Furthermore, we express serious concern regarding the potential consequences of a rushed timeline of the inquiry and no opportunity for public hearings, which may result in legislation that restricts civil liberties and freedoms in New South Wales, and sits in opposition to the implied values of the constitution.
We hope that our experiences with similar inquiries into slogans and their corresponding infringements on political freedoms, in addition to our perspective on and knowledge of the use of the contested slogans in the purview of this committee inquiry, will guide the committee to outcomes that do not further an established pattern of reduced freedoms in New South Wales and a singling out of the Palestine solidarity movement.
Grace Street
98th SRC President
Background
For decades, the University of Sydney Students’ Representative Council has fought for student rights. We stand for a free, fair and funded education, universal student unionism and a society free of discrimination and oppression. This includes the fight for a free Palestine and against apartheid and genocide across historic Palestine. We are firmly against all forms of racism, including antisemitism and anti-Palestinian racism or Islamophobia.
The historic advocacy of the SRC and its more recent campaigns and Student General Meetings related to Palestine and free speech that have received widespread support from students provide our mandate for this submission, and underscore our commitment to rebutting the premise and terms of reference of this review.
On Wednesday 7 August 2024, the SRC facilitated a Student General Meeting where 600 undergraduate students attended the in-person meeting to overwhelmingly vote in favour of two motions. The primary motion was to support USyd cutting ties with the genocide in Gaza via its partnerships, exchange programs, and financial ties, and for USyd repealing disciplinary measures and the 2024 ‘Campus Access Policy’ that emerged in the wake of the 2024 USyd Gaza Solidarity Encampment and that continues to stifle dissent and free speech. The second motion was to support a single Palestinian state where people of all faiths can live side-by-side in historic Palestine.

*Dataset records*
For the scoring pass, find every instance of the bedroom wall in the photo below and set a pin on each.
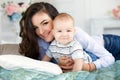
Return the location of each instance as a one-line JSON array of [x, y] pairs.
[[85, 12]]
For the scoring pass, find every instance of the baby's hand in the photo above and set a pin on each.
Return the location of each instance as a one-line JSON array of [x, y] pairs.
[[66, 62]]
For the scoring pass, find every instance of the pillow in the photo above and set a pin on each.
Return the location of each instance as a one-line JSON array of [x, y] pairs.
[[11, 62]]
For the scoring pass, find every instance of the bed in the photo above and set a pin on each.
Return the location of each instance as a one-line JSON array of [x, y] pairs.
[[17, 72]]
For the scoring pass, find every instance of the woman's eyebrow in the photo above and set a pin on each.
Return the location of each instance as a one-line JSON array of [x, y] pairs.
[[43, 21]]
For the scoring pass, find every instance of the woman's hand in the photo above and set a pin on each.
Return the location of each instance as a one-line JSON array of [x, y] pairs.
[[66, 63]]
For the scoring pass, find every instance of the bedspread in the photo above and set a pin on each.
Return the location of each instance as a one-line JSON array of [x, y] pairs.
[[109, 73]]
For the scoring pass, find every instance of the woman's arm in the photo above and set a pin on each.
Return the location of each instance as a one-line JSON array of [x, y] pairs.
[[46, 58], [78, 64]]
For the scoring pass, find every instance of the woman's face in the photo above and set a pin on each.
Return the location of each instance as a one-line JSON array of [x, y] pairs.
[[43, 25]]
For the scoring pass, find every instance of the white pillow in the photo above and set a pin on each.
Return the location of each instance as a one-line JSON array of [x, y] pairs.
[[11, 62]]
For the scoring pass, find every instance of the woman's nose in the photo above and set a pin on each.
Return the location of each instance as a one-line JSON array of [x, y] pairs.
[[41, 31]]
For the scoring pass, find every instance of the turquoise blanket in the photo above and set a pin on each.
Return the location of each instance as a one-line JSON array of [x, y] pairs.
[[109, 73]]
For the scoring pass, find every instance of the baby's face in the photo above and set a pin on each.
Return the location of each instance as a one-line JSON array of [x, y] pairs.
[[63, 31]]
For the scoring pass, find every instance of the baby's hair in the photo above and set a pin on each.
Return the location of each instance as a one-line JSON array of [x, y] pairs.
[[64, 16]]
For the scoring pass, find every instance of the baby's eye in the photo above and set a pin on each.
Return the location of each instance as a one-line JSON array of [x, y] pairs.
[[45, 23], [68, 30]]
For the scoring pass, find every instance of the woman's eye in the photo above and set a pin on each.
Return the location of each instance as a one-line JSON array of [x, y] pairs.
[[68, 30], [45, 23], [59, 31]]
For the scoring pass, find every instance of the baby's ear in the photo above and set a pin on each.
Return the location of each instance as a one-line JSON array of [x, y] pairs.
[[74, 30], [53, 31]]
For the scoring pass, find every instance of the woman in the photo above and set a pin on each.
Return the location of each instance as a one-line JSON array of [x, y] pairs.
[[36, 33]]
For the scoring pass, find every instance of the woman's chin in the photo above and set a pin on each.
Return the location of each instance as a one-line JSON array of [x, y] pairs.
[[48, 39]]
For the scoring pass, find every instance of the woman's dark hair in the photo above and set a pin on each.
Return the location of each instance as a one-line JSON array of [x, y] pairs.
[[29, 44]]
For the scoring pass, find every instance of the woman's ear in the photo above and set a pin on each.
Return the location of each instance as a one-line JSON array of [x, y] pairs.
[[74, 30], [53, 31]]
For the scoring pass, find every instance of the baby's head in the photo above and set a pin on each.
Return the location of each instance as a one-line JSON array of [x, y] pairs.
[[63, 28]]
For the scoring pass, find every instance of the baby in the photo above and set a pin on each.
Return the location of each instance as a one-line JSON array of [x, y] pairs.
[[64, 43]]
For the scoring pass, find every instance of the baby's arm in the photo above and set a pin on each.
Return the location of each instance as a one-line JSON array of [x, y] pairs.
[[77, 64], [46, 58]]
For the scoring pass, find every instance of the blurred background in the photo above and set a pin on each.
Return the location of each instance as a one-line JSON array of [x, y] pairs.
[[93, 16]]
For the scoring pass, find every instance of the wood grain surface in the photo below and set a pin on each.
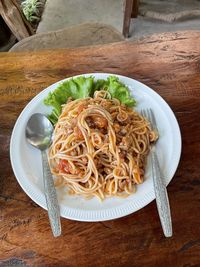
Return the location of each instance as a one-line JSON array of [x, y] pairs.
[[170, 64]]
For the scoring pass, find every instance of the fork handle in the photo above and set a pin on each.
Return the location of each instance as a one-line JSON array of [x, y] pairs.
[[161, 196]]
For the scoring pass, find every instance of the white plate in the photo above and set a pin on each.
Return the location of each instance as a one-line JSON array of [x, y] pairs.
[[26, 160]]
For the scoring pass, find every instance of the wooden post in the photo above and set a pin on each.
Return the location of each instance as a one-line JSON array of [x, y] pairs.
[[135, 8], [14, 18], [127, 17]]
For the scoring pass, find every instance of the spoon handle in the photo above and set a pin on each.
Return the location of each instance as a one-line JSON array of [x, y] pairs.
[[51, 197]]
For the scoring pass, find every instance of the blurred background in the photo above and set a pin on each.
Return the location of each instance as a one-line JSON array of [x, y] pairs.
[[39, 24]]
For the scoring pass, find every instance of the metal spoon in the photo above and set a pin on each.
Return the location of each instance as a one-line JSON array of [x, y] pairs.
[[39, 134]]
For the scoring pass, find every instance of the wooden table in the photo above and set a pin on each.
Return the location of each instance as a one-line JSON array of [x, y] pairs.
[[170, 64]]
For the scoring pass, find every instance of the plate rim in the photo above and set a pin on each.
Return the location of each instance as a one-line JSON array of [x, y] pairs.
[[106, 214]]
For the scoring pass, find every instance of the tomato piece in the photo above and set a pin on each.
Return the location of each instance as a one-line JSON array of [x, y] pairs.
[[64, 166], [78, 134]]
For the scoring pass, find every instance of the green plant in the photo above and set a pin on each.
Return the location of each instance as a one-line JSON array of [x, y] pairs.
[[31, 9]]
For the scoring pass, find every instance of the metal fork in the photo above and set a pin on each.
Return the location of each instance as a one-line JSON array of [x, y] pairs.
[[159, 186]]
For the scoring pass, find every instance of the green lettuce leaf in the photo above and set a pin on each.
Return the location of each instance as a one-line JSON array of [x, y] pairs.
[[80, 87], [119, 90]]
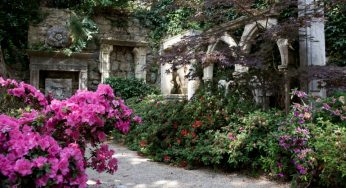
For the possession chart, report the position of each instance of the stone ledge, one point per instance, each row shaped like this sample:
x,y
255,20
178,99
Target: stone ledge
x,y
175,97
128,43
35,53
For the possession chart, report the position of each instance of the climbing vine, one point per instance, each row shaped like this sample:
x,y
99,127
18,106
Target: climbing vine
x,y
335,31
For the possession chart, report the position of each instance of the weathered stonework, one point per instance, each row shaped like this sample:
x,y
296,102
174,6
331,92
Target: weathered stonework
x,y
119,51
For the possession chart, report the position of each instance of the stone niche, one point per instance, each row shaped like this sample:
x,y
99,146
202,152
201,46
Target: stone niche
x,y
54,72
122,62
117,51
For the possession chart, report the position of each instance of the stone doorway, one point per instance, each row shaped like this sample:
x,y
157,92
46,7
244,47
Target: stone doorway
x,y
61,84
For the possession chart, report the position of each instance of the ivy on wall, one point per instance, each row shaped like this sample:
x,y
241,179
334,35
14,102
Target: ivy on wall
x,y
335,31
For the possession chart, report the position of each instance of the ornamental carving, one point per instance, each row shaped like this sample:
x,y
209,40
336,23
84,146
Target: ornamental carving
x,y
58,36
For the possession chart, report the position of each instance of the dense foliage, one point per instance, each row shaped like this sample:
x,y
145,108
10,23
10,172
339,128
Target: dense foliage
x,y
335,34
45,143
131,87
232,134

*Objective*
Answer these questions about the SRC submission:
(a) What two features of the inquiry's process does the first sentence express concern about?
(b) What title is listed under the name Grace Street?
(c) How many undergraduate students attended the in-person Student General Meeting on Wednesday 7 August 2024?

*Exercise answer*
(a) A rushed timeline and no opportunity for public hearings.
(b) 98th SRC President.
(c) 600.